TRECHO SELECIONADO
──────────

O presidente da Câmara, Arthur Lira (PP-AL), entrou com um recurso no STF (Supremo Tribunal Federal) para que fique definido que é do Congresso a última palavra sobre a cassação de um mandato parlamentar.
A peça foi levada à corte no início da noite desta quarta-feira (20), mesmo dia que o STF condenou o deputado Daniel Silveira (PTB-RJ) a uma pena de 8 anos e 9 meses de prisão, em regime inicialmente fechado, e decidiu cassar o mandato do bolsonarista.
O agravo foi apresentado dentro de uma ação de 2018 impetrada por Rodrigo Maia (PSDB-RJ), então presidente da Câmara. Na época, o STF condenou o ex-deputado Paulo Feijó (PP-RJ) e determinou a perda do cargo no Congresso, com a devida comunicação da decisão à Casa Legislativa para fins de mera declaração.
Feijó encerrou o mandado em janeiro de 2019, e a controvérsia não foi a julgamento. No último dia 5, o relator da matéria, ministro Luís Roberto Barroso, declarou a perda de objeto, sem análise de mérito. É contra essa decisão de Barroso que Lira recorre, para que o assunto seja deliberado pelo Supremo.
Lira avalia que a ação deve prosseguir por ir além do caso específico e para “impedir que prerrogativas constitucionais da Câmara dos Deputados sejam subtraídas”.
Diz um trecho do pedido: “O objeto da ADPF [nome dado à ação] permanece enquanto não reconhecida a impossibilidade de impor-se à Mesa da Câmara dos Deputados a mera declaração de reconhecimento da perda de mandato de Parlamentar em virtude de sentença penal transitada em julgado”.
Com o julgamento de Silveira, o assunto volta à tona. Parte dos integrantes da corte entende que a perda do mandato é automática, cabendo à Câmara apenas cumpri-la. Uma vertente, no entanto, avalia que deve haver autorização do Legislativo para a perda do mandato.
Alexandre de Moraes, autor do voto que levou à condenação do parlamentar a 8 anos e 9 meses de prisão em regime fechado, defendeu a cassação automática do mandato.
As duas alternativas, no entanto, só se efetivam após o trânsito em julgado do caso —ou seja, quando estiverem esgotados todos os recursos possíveis a Silveira.
Quando a ação que interessa ao presidente da Câmara ainda tramitava, a PGR (Procuradoria-Geral da República) chegou a se manifestar sobre a polêmica.
Em parecer de fevereiro, a então procurador-geral da República, Raquel Dodge, analisou o caso concreto e, embora tenha apontado a perda de objeto, fez análise de mérito.

──────────

LISTAGEM
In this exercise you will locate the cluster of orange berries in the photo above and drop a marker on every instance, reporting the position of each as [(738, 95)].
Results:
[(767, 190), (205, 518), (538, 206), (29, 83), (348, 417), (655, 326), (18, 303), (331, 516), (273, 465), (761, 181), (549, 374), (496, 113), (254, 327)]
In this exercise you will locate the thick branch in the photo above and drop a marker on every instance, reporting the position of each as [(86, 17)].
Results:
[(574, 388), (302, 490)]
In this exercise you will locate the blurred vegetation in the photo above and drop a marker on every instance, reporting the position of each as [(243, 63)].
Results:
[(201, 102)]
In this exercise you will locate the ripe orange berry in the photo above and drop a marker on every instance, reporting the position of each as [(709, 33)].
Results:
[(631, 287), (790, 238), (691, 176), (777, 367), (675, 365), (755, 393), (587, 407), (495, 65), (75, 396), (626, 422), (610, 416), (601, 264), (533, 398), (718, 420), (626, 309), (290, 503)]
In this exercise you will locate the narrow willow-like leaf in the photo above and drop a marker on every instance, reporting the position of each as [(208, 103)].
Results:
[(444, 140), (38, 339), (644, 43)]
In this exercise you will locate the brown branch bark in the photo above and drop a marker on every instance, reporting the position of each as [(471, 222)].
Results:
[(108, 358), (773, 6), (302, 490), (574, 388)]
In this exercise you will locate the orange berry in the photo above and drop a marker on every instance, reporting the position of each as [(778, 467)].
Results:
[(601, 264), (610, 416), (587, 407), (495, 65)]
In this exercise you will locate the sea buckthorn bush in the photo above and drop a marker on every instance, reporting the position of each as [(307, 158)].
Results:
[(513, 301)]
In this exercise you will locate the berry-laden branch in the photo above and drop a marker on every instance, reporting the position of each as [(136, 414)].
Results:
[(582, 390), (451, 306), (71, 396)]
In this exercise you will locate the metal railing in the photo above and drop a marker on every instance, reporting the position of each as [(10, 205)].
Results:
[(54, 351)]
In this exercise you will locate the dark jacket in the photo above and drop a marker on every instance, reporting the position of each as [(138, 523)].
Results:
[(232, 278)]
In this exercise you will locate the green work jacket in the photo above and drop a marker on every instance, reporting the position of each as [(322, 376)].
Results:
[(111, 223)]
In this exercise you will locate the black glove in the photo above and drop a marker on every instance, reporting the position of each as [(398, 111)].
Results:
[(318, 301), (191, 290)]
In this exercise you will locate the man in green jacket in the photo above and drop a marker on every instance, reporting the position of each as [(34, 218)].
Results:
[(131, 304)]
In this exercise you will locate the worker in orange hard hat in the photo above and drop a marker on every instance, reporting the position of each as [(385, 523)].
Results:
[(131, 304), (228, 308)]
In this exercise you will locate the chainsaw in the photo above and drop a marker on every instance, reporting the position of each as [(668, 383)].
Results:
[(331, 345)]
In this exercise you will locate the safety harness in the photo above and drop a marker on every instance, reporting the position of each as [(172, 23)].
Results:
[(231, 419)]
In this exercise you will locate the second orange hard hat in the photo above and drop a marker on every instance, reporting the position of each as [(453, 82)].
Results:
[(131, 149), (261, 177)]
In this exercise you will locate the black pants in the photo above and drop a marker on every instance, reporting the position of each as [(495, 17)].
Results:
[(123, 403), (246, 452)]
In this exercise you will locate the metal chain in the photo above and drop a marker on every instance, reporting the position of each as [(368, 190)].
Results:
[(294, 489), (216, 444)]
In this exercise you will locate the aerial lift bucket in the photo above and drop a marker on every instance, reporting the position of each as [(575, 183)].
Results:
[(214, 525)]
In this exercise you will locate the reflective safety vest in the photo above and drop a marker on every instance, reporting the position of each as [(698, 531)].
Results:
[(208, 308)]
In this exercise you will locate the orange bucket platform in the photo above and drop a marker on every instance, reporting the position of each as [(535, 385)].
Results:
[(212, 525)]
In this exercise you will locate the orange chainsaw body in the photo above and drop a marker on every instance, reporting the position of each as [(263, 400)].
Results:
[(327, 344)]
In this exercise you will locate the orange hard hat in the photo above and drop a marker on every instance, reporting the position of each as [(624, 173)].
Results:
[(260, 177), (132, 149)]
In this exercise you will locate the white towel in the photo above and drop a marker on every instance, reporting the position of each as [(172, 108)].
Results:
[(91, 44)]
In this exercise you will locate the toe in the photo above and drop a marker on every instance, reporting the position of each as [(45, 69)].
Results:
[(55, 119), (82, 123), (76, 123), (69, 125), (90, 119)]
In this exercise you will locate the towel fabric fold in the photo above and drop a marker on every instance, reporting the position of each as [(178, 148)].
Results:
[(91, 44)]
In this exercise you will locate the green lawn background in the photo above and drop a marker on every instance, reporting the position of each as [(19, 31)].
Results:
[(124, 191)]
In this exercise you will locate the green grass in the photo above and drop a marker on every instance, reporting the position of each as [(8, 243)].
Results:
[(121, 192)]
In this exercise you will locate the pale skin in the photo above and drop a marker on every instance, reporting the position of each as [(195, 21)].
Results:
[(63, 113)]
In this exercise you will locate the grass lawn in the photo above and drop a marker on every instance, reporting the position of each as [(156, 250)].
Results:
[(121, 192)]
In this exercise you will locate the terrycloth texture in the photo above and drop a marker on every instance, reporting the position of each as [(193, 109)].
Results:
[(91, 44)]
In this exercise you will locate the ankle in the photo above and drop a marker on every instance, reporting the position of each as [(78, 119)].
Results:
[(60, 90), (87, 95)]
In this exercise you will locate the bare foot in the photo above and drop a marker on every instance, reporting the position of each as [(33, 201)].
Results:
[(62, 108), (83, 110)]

──────────

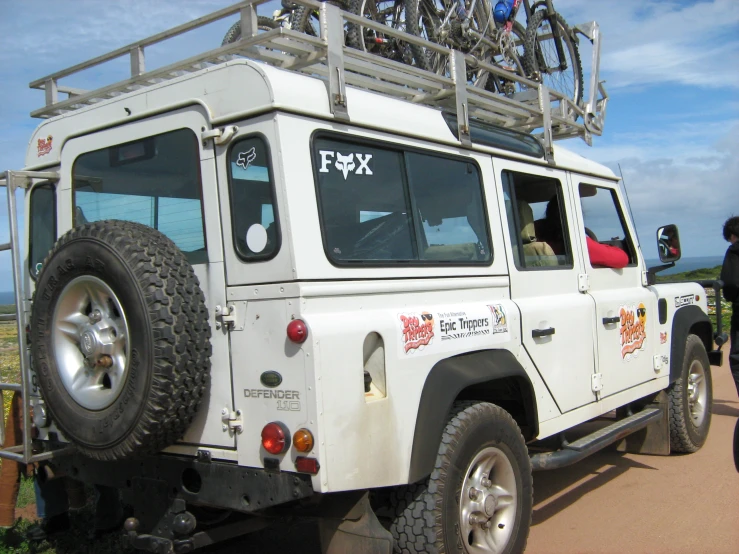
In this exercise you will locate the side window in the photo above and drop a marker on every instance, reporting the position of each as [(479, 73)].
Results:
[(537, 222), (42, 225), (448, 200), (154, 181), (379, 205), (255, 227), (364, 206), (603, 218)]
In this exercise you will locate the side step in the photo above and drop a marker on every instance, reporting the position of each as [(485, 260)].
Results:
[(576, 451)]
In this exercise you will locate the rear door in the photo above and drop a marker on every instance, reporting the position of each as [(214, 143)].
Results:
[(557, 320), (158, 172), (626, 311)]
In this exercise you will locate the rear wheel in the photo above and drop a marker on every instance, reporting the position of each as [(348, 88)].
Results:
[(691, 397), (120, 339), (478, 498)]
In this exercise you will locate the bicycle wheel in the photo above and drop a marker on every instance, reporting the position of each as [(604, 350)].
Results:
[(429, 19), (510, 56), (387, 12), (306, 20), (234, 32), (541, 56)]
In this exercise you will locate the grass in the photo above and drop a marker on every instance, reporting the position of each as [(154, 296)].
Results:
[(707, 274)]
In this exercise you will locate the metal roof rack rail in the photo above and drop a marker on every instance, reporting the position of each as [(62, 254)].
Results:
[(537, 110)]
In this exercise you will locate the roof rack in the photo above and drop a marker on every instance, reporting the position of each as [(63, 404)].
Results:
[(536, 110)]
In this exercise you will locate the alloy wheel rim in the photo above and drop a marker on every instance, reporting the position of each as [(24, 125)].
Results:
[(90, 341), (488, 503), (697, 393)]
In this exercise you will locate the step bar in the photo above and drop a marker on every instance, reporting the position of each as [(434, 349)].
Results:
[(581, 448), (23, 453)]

──────────

TAREFA PROPOSTA
Copie fielmente a passagem da reportagem sobre o recurso de Arthur Lira ao STF que começa com as palavras "Com o julgamento" e se encerra em "perda do mandato.". A listagem constitui material independente, sem relação com o texto.

RESPOSTA
Com o julgamento de Silveira, o assunto volta à tona. Parte dos integrantes da corte entende que a perda do mandato é automática, cabendo à Câmara apenas cumpri-la. Uma vertente, no entanto, avalia que deve haver autorização do Legislativo para a perda do mandato.